*Dataset records*.
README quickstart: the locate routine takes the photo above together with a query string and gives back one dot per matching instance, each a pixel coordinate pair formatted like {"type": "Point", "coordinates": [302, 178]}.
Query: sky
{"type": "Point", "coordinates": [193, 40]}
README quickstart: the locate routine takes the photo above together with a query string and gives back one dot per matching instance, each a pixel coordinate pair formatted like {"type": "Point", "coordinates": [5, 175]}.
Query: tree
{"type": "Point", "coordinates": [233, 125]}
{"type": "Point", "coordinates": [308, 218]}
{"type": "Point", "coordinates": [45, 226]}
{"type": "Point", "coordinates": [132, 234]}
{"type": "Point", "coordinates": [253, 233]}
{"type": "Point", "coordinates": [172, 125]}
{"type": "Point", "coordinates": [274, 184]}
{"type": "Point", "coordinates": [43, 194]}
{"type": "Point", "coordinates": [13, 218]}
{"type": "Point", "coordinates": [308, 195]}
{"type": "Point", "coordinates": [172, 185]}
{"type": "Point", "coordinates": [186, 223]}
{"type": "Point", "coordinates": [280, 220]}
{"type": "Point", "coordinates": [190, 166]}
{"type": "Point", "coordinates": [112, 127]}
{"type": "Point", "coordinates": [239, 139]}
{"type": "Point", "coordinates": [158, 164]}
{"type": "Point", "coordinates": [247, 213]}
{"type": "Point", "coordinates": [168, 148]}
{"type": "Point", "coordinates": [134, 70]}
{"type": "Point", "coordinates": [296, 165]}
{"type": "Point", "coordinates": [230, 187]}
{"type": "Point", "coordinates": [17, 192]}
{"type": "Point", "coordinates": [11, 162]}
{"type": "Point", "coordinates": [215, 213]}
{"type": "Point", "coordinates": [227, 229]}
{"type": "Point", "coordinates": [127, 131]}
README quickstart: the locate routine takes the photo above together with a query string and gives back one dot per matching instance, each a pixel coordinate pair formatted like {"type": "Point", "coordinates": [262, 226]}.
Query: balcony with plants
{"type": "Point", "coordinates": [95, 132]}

*Work required*. Quote the listing above word for word, from its first line to its last.

*Result of this exercise*.
README quickstart: the locate routine takes the photo above together with a query string and gives back one dot per matching instance, each a pixel coordinate pair formatted like {"type": "Point", "coordinates": [302, 178]}.
Query: sky
{"type": "Point", "coordinates": [193, 40]}
README quickstart: the locate routine takes the photo above together with a query string and gives back one dot per matching instance, each a pixel coordinate pair formatted like {"type": "Point", "coordinates": [5, 175]}.
Query: tree
{"type": "Point", "coordinates": [233, 125]}
{"type": "Point", "coordinates": [308, 218]}
{"type": "Point", "coordinates": [45, 226]}
{"type": "Point", "coordinates": [132, 234]}
{"type": "Point", "coordinates": [253, 233]}
{"type": "Point", "coordinates": [172, 125]}
{"type": "Point", "coordinates": [274, 184]}
{"type": "Point", "coordinates": [43, 194]}
{"type": "Point", "coordinates": [13, 218]}
{"type": "Point", "coordinates": [308, 195]}
{"type": "Point", "coordinates": [172, 185]}
{"type": "Point", "coordinates": [186, 223]}
{"type": "Point", "coordinates": [280, 220]}
{"type": "Point", "coordinates": [190, 166]}
{"type": "Point", "coordinates": [112, 127]}
{"type": "Point", "coordinates": [239, 139]}
{"type": "Point", "coordinates": [158, 164]}
{"type": "Point", "coordinates": [247, 213]}
{"type": "Point", "coordinates": [168, 148]}
{"type": "Point", "coordinates": [134, 70]}
{"type": "Point", "coordinates": [296, 165]}
{"type": "Point", "coordinates": [230, 187]}
{"type": "Point", "coordinates": [17, 192]}
{"type": "Point", "coordinates": [11, 162]}
{"type": "Point", "coordinates": [215, 213]}
{"type": "Point", "coordinates": [227, 229]}
{"type": "Point", "coordinates": [127, 131]}
README quickstart: the locate routine takes the photo above together with a query string and gives back one dot per matching instance, each a pixel coordinate pair formatted like {"type": "Point", "coordinates": [262, 226]}.
Query: balcony with plants
{"type": "Point", "coordinates": [95, 132]}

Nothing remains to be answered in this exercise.